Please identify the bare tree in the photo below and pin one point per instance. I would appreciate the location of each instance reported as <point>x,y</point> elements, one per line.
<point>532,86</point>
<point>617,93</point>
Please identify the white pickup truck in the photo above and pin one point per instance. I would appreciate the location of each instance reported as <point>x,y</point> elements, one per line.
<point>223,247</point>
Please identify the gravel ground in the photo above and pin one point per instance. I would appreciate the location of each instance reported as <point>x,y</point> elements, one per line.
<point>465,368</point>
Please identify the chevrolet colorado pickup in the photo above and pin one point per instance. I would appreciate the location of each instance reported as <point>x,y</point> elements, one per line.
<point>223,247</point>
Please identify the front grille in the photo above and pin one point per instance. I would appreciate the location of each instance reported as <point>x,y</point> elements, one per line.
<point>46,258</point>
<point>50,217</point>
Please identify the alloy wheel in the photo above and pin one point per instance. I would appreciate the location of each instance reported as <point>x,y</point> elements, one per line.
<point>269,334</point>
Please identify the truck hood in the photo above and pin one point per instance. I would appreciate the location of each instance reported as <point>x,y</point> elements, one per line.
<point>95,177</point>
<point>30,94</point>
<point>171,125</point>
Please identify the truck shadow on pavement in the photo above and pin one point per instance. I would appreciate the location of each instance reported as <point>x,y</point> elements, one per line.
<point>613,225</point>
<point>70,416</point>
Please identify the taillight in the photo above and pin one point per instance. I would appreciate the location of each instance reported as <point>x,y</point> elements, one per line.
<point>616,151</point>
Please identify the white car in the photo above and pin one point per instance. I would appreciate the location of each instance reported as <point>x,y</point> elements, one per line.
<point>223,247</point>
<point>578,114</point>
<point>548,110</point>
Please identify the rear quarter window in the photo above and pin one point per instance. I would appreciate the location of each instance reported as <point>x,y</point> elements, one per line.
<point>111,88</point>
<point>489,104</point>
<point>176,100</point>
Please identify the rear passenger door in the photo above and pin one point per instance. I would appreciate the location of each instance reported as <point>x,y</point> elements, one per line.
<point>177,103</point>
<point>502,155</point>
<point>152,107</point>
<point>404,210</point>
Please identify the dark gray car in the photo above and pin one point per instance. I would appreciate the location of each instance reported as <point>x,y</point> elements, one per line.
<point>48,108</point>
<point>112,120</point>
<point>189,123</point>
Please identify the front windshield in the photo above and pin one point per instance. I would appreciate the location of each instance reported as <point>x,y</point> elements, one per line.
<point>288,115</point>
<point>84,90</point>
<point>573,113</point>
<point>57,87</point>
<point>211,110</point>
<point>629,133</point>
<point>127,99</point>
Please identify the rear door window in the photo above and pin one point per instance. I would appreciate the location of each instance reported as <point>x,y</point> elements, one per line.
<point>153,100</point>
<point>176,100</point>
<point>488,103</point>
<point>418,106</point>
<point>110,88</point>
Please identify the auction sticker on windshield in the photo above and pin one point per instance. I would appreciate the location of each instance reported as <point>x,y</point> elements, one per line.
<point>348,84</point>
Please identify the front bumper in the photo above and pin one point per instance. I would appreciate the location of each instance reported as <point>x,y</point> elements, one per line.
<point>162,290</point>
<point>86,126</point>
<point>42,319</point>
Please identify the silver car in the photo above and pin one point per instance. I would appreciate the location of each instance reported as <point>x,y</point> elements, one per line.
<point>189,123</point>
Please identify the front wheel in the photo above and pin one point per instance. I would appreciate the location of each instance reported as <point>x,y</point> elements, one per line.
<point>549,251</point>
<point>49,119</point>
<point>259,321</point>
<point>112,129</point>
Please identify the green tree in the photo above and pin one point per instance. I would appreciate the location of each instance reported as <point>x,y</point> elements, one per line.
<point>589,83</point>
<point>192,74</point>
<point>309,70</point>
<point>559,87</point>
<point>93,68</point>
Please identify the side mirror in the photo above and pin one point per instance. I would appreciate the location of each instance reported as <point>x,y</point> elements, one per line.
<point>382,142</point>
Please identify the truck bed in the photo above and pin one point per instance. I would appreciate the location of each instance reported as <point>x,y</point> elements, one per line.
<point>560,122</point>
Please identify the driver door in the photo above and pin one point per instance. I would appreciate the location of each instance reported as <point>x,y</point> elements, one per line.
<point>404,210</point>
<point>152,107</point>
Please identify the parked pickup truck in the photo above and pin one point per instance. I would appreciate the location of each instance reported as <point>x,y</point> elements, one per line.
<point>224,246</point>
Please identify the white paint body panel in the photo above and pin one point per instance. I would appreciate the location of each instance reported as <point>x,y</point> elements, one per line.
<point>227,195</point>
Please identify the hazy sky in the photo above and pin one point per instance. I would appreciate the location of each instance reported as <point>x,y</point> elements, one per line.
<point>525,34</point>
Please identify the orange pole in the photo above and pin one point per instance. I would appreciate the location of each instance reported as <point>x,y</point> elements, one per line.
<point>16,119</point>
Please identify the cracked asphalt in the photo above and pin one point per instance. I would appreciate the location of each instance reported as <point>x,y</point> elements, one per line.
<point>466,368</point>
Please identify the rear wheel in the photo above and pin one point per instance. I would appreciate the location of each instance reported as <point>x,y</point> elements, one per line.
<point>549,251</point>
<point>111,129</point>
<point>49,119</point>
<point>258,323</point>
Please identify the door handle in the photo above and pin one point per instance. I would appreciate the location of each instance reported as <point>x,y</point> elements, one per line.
● ● ● ●
◆ **Goal of the exercise**: Copy out the rows above from the line with "Please identify the alloy" up to and including the line with "<point>70,416</point>", keeping every request, and add 86 to each coordinate in the answer points.

◆ **Correct output**:
Please identify the alloy wheel in the photo above and pin one point per instance. I would appreciate the location of each instance reported as <point>x,y</point> elements, one per line.
<point>355,420</point>
Please identify the truck hood in the photo above and pin one point per instance. I would appreciate the location of each instance reported as <point>x,y</point> elements, one per line.
<point>181,263</point>
<point>116,180</point>
<point>257,211</point>
Please identify the truck shadow on pavement in the photo above and pin one point per instance. I would appreciate the location of each instance reported as <point>x,y</point> elements, one per line.
<point>699,311</point>
<point>156,502</point>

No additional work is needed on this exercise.